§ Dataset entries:
★ ★ ★ ★
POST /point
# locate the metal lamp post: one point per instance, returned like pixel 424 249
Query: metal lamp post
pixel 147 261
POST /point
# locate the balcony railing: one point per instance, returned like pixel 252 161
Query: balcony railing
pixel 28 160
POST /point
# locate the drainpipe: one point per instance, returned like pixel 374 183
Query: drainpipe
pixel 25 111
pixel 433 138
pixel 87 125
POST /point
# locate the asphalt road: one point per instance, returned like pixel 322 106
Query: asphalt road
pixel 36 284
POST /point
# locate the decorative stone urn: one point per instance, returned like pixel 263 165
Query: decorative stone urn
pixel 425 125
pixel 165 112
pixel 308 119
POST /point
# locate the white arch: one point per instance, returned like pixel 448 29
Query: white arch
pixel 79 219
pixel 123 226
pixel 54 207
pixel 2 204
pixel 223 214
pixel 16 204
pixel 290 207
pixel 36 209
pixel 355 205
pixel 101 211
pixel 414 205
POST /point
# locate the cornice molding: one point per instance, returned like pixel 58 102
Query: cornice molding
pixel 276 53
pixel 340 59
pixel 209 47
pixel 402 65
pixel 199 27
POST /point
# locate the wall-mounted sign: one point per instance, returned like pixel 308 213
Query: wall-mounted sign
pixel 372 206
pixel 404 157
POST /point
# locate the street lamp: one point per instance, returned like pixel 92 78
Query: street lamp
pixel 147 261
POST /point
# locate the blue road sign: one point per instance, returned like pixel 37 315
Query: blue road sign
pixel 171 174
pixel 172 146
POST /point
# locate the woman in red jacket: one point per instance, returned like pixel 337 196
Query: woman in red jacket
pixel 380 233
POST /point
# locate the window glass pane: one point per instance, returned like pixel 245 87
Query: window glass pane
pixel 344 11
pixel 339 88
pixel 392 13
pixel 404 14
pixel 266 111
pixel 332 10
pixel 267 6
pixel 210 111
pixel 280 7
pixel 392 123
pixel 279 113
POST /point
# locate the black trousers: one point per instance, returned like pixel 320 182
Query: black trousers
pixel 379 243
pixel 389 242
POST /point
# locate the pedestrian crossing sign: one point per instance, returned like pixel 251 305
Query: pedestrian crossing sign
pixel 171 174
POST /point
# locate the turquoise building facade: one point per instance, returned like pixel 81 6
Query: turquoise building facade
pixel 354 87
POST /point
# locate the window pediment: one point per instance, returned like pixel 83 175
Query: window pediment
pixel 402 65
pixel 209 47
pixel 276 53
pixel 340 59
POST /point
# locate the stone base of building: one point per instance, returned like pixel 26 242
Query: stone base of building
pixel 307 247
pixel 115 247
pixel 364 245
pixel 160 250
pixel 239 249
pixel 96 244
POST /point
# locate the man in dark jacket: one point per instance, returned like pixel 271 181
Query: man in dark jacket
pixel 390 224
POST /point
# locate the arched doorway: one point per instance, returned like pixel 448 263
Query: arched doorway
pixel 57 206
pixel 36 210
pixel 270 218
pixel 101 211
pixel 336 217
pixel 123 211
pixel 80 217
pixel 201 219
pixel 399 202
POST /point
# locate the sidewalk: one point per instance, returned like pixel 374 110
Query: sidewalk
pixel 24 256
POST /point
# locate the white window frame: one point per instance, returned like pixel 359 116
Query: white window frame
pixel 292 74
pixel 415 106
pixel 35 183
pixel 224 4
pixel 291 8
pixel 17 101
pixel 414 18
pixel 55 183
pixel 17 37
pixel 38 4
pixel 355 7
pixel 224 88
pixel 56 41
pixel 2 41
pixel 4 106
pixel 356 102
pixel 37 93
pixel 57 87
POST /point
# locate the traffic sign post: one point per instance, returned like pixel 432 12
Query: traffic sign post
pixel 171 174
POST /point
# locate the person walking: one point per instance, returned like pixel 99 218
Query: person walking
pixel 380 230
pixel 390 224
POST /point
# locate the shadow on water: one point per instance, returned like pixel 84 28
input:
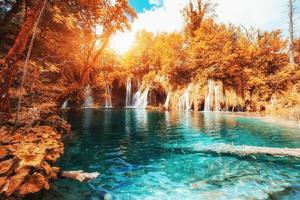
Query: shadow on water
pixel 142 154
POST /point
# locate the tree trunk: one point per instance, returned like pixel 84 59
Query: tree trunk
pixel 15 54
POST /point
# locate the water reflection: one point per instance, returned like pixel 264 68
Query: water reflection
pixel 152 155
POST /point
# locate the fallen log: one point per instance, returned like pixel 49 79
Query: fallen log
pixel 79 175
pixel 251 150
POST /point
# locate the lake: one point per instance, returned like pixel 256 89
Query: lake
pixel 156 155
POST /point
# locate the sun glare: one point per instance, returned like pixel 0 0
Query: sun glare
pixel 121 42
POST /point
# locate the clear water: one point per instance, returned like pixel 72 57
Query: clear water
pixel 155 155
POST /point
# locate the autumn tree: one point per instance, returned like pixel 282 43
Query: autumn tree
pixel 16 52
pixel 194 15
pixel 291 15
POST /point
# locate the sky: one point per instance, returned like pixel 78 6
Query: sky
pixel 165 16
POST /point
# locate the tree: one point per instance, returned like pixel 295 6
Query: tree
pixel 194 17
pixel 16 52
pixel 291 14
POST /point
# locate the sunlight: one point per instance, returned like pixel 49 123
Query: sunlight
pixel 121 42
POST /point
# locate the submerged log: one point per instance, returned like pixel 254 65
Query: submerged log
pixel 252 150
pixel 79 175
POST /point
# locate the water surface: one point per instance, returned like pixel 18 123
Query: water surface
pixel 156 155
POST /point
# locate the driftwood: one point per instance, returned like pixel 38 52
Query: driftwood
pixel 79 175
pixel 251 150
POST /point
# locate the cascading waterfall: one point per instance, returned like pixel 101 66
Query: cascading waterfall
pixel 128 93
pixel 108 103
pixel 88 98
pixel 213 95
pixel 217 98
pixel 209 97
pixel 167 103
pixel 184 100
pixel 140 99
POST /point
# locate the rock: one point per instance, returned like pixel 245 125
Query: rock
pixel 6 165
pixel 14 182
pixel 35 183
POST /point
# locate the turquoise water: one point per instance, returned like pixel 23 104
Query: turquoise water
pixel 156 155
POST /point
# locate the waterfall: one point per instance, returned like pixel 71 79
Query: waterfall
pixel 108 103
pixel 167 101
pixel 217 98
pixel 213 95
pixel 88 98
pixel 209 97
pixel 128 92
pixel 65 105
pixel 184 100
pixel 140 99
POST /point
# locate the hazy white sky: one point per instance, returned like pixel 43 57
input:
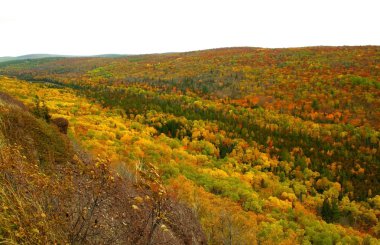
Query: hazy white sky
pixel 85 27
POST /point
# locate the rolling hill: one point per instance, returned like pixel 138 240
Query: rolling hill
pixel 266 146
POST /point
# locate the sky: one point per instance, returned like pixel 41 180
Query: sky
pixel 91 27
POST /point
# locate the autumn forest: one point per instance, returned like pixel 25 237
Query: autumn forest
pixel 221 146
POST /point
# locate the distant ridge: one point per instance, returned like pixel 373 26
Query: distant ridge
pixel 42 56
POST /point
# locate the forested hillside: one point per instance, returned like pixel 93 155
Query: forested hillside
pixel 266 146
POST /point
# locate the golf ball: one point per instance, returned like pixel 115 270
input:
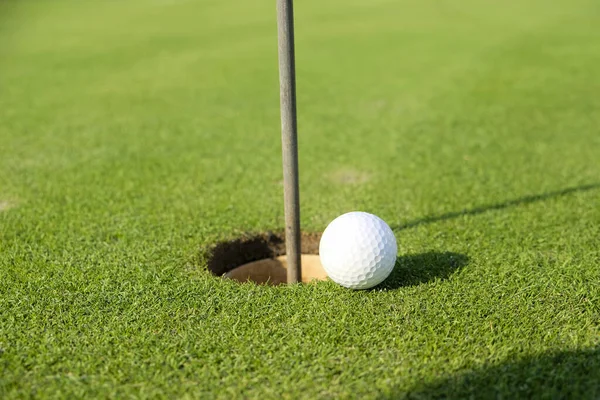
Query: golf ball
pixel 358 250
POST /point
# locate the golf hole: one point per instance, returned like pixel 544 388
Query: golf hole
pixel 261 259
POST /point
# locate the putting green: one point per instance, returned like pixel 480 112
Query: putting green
★ ★ ★ ★
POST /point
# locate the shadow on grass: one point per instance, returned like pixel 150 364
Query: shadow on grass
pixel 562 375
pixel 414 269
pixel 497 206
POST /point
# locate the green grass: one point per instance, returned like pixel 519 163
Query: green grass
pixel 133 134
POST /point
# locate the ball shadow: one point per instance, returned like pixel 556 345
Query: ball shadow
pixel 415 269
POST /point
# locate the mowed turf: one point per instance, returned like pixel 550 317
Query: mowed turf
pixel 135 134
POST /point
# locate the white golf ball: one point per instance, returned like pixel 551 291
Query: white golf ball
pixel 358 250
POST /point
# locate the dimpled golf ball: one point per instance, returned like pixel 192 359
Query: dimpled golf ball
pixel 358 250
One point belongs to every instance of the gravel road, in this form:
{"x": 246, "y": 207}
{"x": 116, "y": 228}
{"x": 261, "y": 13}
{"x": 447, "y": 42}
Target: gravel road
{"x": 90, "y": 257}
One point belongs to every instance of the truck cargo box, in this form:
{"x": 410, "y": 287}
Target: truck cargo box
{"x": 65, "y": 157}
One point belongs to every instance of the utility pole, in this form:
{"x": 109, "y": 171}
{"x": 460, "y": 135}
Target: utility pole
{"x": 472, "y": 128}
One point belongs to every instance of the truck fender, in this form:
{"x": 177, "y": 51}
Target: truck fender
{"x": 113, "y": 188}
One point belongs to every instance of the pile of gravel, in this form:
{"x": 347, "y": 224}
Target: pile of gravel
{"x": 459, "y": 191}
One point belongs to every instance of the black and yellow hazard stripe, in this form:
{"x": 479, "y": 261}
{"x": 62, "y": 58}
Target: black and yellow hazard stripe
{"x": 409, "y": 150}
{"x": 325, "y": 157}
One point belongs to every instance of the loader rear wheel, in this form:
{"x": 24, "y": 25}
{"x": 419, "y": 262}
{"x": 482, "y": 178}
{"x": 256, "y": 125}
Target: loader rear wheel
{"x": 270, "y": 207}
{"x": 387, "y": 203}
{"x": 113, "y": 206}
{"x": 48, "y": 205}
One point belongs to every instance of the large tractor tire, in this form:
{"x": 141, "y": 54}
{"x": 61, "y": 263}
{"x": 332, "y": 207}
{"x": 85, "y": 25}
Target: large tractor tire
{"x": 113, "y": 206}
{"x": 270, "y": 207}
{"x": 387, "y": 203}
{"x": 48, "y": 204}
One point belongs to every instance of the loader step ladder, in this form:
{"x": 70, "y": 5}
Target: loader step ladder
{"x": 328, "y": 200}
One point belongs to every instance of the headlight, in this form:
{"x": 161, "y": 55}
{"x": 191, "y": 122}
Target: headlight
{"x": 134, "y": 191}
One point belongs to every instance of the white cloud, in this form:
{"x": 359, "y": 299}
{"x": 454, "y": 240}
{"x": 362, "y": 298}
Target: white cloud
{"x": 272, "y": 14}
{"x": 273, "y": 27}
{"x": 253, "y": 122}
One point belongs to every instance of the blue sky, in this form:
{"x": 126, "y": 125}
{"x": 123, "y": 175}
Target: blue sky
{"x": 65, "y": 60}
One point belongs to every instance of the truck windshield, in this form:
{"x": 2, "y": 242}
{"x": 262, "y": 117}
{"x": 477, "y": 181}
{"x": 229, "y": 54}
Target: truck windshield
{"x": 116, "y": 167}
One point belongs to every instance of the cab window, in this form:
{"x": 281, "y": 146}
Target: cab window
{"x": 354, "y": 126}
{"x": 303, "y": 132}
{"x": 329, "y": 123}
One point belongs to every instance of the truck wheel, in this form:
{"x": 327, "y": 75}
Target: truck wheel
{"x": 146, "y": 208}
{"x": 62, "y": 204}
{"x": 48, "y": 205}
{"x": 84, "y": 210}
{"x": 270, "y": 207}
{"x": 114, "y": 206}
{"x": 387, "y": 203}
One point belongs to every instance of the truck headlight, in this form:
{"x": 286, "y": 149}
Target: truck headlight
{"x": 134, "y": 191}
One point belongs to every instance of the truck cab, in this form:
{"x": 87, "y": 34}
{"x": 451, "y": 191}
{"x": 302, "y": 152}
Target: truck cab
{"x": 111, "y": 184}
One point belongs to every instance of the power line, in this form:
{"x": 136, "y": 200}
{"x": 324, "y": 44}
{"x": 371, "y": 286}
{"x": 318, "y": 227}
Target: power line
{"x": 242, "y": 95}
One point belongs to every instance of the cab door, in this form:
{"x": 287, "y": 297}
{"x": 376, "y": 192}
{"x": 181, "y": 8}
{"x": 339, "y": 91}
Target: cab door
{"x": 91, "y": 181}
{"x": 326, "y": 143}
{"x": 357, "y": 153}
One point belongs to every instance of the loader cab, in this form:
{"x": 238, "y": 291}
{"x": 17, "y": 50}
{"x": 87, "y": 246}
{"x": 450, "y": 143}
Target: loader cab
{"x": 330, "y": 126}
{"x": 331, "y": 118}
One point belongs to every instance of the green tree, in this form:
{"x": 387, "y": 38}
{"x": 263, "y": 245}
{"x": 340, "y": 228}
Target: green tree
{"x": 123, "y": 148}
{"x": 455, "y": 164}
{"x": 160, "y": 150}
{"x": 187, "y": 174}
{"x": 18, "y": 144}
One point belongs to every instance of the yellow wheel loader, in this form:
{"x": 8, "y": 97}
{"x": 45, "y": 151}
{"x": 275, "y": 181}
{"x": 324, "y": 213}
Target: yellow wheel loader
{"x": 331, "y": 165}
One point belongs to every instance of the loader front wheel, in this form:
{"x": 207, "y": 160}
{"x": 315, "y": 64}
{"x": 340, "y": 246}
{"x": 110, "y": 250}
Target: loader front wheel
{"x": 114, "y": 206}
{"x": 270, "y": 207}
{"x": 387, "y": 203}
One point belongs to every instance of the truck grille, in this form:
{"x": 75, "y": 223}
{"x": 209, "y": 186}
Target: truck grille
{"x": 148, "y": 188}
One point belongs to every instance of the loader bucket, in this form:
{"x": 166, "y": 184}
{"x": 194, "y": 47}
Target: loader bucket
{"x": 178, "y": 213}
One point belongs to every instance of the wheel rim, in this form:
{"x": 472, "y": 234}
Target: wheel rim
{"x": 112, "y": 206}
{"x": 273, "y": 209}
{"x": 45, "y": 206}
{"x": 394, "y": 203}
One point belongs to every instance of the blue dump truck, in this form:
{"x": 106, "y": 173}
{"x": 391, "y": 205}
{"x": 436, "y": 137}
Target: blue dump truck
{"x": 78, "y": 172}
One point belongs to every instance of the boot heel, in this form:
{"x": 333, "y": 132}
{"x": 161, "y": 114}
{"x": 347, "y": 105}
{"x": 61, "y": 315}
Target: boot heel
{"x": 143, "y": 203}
★ ★ ★ ★
§ What is required:
Wherever a line of the records above contains the string "putting", copy that line out.

§ Answer space:
# locate the putting green: one point per instance, returned like pixel 480 112
Query: putting green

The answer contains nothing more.